Omit the pictures and extract only the lines from the line containing "Could you please point to the cloud" to the end of the material, each exactly as written.

[Dataset rows]

*****

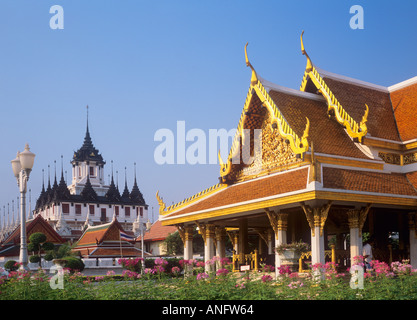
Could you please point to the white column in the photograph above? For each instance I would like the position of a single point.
(209, 246)
(317, 246)
(220, 240)
(270, 245)
(412, 217)
(316, 218)
(188, 242)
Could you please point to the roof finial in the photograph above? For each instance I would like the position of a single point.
(254, 79)
(87, 117)
(309, 65)
(62, 166)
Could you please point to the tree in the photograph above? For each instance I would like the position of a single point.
(174, 244)
(38, 244)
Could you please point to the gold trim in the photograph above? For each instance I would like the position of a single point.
(354, 129)
(317, 216)
(298, 145)
(163, 210)
(296, 199)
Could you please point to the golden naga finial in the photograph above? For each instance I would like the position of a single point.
(161, 203)
(363, 127)
(306, 130)
(254, 79)
(309, 65)
(224, 167)
(365, 116)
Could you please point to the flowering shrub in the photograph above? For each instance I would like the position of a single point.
(284, 269)
(298, 247)
(175, 271)
(134, 265)
(222, 272)
(395, 281)
(402, 268)
(266, 278)
(268, 268)
(202, 276)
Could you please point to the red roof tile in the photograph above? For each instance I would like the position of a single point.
(158, 232)
(327, 135)
(356, 180)
(404, 102)
(353, 97)
(260, 188)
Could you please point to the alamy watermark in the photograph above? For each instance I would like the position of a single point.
(57, 20)
(357, 20)
(57, 280)
(195, 146)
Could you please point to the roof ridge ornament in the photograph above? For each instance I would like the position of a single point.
(254, 79)
(309, 65)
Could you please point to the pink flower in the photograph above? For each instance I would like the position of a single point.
(266, 278)
(202, 276)
(160, 262)
(175, 270)
(222, 272)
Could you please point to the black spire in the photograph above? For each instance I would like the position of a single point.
(41, 200)
(113, 194)
(49, 193)
(87, 152)
(136, 196)
(125, 195)
(88, 192)
(62, 190)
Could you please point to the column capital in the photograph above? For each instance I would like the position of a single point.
(316, 216)
(220, 233)
(278, 220)
(412, 222)
(357, 217)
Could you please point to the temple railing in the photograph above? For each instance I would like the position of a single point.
(329, 254)
(250, 260)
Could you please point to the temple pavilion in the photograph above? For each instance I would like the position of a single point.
(329, 163)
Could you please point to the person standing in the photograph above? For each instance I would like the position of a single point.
(367, 252)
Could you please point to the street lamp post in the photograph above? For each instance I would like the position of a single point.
(22, 166)
(142, 228)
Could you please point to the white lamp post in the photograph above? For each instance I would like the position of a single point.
(22, 166)
(142, 228)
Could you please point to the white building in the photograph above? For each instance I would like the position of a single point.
(88, 200)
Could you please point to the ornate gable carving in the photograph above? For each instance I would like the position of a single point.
(269, 150)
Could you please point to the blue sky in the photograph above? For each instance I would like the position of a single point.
(144, 65)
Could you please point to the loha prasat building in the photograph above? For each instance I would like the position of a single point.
(329, 163)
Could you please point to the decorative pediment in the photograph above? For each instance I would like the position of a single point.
(354, 129)
(261, 112)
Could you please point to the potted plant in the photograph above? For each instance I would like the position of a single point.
(290, 253)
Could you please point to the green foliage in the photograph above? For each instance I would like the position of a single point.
(74, 264)
(396, 283)
(174, 244)
(37, 238)
(11, 265)
(38, 244)
(34, 259)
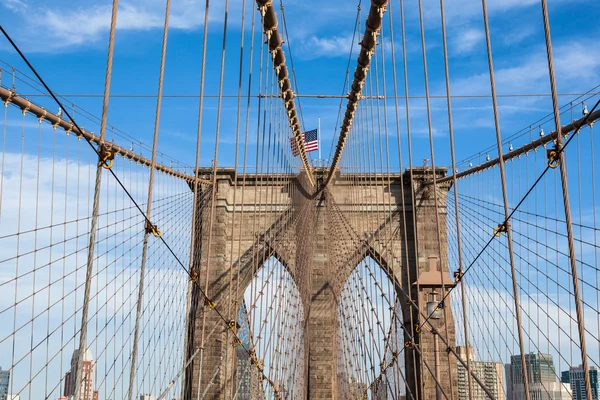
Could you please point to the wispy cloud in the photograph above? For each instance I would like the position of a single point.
(334, 46)
(467, 40)
(67, 27)
(531, 73)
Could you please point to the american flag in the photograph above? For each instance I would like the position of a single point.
(311, 142)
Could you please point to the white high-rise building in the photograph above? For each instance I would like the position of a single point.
(488, 372)
(87, 391)
(4, 382)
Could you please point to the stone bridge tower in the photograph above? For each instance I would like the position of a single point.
(297, 225)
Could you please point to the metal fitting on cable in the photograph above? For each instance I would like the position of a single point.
(368, 44)
(458, 275)
(153, 229)
(553, 156)
(274, 42)
(210, 303)
(501, 228)
(106, 156)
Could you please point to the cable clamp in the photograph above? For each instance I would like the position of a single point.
(501, 228)
(42, 116)
(106, 157)
(153, 229)
(458, 275)
(211, 303)
(231, 325)
(553, 156)
(9, 98)
(440, 306)
(26, 109)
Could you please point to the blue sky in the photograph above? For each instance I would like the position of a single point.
(68, 46)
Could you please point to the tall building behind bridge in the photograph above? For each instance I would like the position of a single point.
(87, 391)
(4, 382)
(543, 383)
(574, 379)
(489, 372)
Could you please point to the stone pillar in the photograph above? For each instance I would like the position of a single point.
(426, 268)
(322, 321)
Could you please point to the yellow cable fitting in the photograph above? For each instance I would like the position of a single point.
(457, 276)
(211, 304)
(231, 325)
(553, 158)
(498, 231)
(153, 229)
(106, 157)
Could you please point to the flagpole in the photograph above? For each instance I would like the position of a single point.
(319, 140)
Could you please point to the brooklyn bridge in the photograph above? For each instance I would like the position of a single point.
(205, 238)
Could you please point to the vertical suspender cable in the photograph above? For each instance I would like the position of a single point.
(505, 200)
(138, 310)
(214, 189)
(457, 217)
(96, 205)
(437, 212)
(566, 204)
(200, 115)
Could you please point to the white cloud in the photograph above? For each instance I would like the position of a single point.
(467, 40)
(334, 46)
(64, 27)
(531, 74)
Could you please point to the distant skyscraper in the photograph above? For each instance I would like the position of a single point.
(488, 372)
(574, 377)
(541, 374)
(87, 391)
(4, 382)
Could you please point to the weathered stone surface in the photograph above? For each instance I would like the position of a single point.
(257, 217)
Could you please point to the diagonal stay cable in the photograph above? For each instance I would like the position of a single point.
(120, 183)
(503, 226)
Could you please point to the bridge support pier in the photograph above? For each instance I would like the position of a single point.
(303, 225)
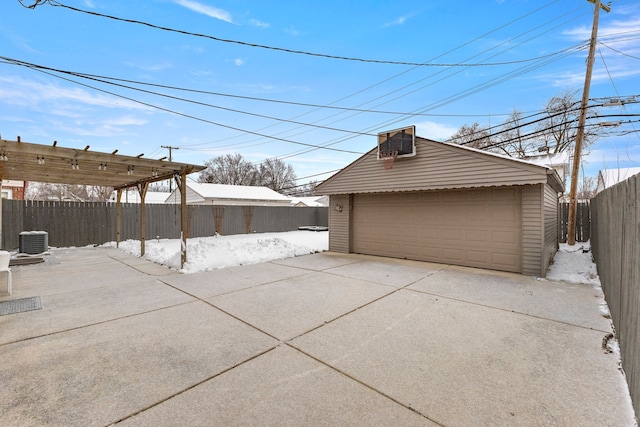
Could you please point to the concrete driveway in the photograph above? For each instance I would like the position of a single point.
(323, 339)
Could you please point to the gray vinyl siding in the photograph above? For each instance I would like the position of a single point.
(435, 166)
(532, 230)
(550, 226)
(339, 222)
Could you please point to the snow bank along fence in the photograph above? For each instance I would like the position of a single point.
(82, 224)
(583, 221)
(615, 242)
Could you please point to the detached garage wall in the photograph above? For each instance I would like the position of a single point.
(339, 220)
(447, 204)
(539, 228)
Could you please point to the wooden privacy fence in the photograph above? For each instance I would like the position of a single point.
(82, 224)
(583, 221)
(616, 249)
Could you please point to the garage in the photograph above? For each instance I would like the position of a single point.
(447, 204)
(476, 228)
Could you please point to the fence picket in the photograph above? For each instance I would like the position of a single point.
(82, 224)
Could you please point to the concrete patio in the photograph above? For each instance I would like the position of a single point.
(323, 339)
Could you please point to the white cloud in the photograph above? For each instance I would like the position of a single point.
(29, 93)
(259, 24)
(435, 131)
(401, 20)
(292, 31)
(151, 68)
(103, 128)
(210, 11)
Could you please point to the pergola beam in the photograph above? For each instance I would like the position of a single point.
(25, 161)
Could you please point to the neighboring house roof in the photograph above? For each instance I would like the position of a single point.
(152, 197)
(222, 194)
(12, 183)
(438, 166)
(610, 177)
(310, 202)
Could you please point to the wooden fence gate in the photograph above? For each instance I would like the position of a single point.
(583, 221)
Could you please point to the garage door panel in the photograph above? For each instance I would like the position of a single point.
(478, 228)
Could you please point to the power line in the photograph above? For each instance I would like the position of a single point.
(275, 48)
(616, 50)
(194, 117)
(251, 98)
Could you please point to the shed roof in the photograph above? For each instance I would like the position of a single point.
(207, 191)
(51, 163)
(438, 166)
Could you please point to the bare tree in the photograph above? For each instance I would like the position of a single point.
(559, 128)
(277, 175)
(99, 193)
(308, 189)
(511, 140)
(473, 136)
(58, 192)
(587, 188)
(230, 169)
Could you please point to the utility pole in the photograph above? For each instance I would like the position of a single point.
(170, 159)
(571, 223)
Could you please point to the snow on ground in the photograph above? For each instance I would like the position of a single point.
(206, 253)
(574, 264)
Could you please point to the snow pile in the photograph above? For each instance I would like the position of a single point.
(574, 264)
(206, 253)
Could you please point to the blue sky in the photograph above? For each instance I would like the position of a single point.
(42, 108)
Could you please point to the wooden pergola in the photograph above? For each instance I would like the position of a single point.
(50, 163)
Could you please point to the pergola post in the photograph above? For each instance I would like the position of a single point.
(1, 245)
(181, 183)
(142, 189)
(118, 216)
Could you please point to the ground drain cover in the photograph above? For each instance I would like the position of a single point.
(20, 305)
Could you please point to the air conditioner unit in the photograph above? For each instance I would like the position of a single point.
(34, 242)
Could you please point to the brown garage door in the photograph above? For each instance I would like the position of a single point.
(476, 228)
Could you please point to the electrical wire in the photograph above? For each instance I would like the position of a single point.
(616, 50)
(193, 117)
(261, 46)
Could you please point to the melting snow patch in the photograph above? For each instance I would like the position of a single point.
(206, 253)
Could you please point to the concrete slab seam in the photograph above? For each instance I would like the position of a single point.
(397, 402)
(224, 311)
(326, 322)
(507, 310)
(224, 371)
(95, 323)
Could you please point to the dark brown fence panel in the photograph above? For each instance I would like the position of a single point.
(616, 248)
(82, 224)
(583, 221)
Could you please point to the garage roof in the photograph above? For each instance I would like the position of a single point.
(51, 163)
(437, 166)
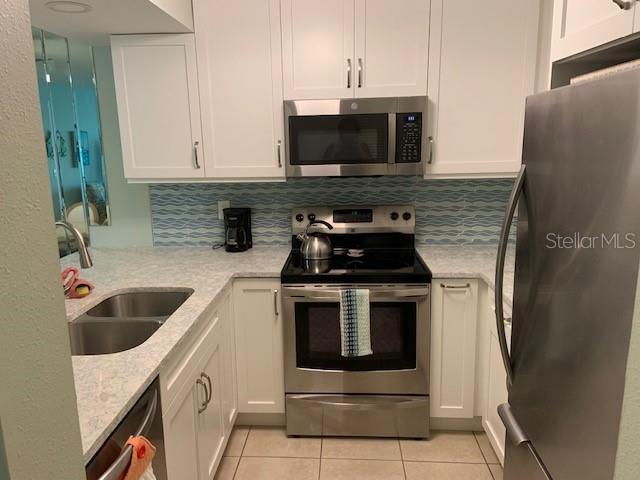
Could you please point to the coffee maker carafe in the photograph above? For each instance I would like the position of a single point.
(237, 229)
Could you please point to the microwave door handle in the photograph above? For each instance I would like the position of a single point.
(325, 294)
(391, 141)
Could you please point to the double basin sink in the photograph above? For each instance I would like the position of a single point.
(123, 321)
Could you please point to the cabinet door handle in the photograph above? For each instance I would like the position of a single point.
(455, 287)
(210, 390)
(624, 4)
(204, 405)
(275, 302)
(195, 155)
(279, 153)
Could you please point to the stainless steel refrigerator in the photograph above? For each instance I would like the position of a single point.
(577, 255)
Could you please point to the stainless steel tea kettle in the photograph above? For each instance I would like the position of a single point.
(316, 245)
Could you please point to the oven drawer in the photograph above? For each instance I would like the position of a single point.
(401, 416)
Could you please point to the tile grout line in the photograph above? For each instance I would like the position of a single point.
(475, 437)
(244, 444)
(483, 456)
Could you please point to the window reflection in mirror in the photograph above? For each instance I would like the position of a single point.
(71, 124)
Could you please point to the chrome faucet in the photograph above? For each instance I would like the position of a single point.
(83, 253)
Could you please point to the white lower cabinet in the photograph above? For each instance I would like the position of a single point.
(180, 424)
(259, 351)
(194, 400)
(229, 375)
(211, 433)
(454, 311)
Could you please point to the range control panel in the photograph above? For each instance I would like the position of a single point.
(408, 137)
(357, 219)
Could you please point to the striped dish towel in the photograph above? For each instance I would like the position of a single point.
(355, 324)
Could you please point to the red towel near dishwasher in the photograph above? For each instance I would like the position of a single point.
(143, 452)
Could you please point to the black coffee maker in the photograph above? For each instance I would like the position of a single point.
(237, 229)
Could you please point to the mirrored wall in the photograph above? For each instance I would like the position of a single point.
(71, 123)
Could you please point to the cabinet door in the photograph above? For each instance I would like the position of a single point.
(180, 425)
(317, 49)
(229, 376)
(391, 47)
(579, 25)
(211, 436)
(240, 77)
(158, 106)
(453, 348)
(482, 66)
(259, 346)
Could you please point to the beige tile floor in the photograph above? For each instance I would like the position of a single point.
(265, 453)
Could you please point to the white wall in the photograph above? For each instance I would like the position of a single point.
(181, 10)
(628, 457)
(41, 435)
(129, 203)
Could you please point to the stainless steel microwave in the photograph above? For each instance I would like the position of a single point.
(353, 137)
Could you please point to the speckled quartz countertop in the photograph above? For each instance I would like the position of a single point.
(107, 386)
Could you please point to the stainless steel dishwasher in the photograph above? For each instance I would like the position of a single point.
(145, 418)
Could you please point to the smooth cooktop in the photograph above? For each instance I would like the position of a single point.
(368, 266)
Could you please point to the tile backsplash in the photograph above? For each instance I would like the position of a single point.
(448, 212)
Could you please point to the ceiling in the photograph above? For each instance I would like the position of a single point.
(107, 17)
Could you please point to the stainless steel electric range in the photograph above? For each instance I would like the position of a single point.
(386, 393)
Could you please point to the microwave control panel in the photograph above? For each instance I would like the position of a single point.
(408, 137)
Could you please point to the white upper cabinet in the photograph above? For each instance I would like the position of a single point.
(158, 105)
(580, 25)
(482, 66)
(391, 49)
(354, 48)
(240, 78)
(317, 49)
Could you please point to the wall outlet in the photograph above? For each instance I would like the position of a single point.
(222, 204)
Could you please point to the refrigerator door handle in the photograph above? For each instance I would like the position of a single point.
(499, 281)
(518, 437)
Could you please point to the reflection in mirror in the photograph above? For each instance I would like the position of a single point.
(71, 123)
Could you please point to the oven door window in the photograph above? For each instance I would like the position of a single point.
(338, 139)
(393, 337)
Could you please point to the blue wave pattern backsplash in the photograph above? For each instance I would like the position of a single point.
(448, 212)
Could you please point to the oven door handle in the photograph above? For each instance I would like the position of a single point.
(323, 294)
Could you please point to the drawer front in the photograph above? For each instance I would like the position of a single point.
(358, 415)
(184, 362)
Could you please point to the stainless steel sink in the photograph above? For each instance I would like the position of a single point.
(109, 335)
(141, 304)
(123, 321)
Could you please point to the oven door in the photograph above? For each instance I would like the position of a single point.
(400, 326)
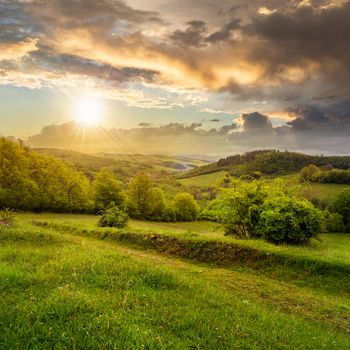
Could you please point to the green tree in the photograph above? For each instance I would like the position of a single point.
(243, 203)
(107, 189)
(310, 173)
(342, 206)
(286, 219)
(140, 194)
(113, 217)
(185, 206)
(158, 205)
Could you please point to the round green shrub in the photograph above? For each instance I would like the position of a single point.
(113, 217)
(289, 220)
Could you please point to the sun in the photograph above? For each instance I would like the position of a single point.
(88, 111)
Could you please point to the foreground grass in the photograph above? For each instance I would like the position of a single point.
(331, 248)
(64, 291)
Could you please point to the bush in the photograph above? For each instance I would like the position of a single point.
(310, 173)
(342, 206)
(334, 222)
(243, 202)
(186, 208)
(336, 176)
(272, 212)
(107, 189)
(7, 217)
(289, 220)
(113, 217)
(213, 211)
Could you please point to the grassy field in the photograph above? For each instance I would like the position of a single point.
(62, 290)
(203, 180)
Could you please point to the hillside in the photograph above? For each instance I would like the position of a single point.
(124, 165)
(268, 162)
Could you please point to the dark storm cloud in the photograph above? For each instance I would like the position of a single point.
(90, 68)
(303, 36)
(224, 34)
(256, 122)
(194, 35)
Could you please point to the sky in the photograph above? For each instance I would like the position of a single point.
(176, 76)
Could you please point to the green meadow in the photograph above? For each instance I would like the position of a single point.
(64, 285)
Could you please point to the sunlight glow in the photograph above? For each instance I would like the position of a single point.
(88, 111)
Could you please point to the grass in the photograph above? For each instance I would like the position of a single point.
(206, 180)
(64, 291)
(327, 192)
(332, 247)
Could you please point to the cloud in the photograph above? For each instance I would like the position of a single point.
(256, 122)
(292, 55)
(17, 50)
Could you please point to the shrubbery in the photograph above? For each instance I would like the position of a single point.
(7, 217)
(268, 211)
(342, 206)
(289, 220)
(186, 208)
(113, 217)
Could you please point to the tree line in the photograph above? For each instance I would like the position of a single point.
(31, 181)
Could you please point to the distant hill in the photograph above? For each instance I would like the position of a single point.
(268, 162)
(125, 165)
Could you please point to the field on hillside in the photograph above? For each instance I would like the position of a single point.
(66, 284)
(126, 165)
(204, 180)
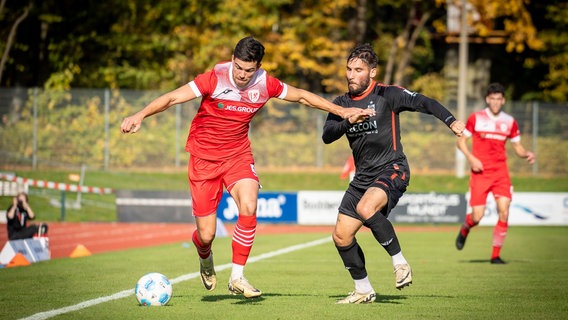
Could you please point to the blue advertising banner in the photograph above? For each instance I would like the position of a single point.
(273, 207)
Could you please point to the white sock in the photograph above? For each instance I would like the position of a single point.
(237, 271)
(363, 285)
(398, 259)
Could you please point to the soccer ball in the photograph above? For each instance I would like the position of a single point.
(153, 289)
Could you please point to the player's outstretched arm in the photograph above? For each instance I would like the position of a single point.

*****

*SOLUTION TO THIS PROBLEM*
Could you please point to the cloud in the photograph above? For each instance I would like the position of a single point.
(256, 122)
(292, 55)
(17, 50)
Could you please point to the shrubbery in the photograph above? For each instance I would like the position of a single point.
(7, 217)
(268, 211)
(342, 206)
(289, 220)
(186, 208)
(113, 217)
Could you please point to the tree line in the photograph above? For each instance I would like the position of a single point.
(31, 181)
Could you please point to the distant hill in the photograph above? For each instance I would like the position of a single point.
(268, 162)
(125, 165)
Could you please point to the field on hillside in the photograph above? For each instance I would like the position of a single point.
(66, 284)
(126, 165)
(204, 180)
Could you please point to the blue advertising banner in the photograph above? For each instance I would like the position of a single point.
(273, 207)
Could you please point to the white sock in the photograph above? For each instance I would like the position of a single point.
(237, 271)
(363, 285)
(398, 259)
Could you please point to the soccer ball in the photograph above? For each instance I would like the position of a single point.
(153, 289)
Could you please point to the player's outstretched arm in the photograph above? For each instance I would like the position of a single point.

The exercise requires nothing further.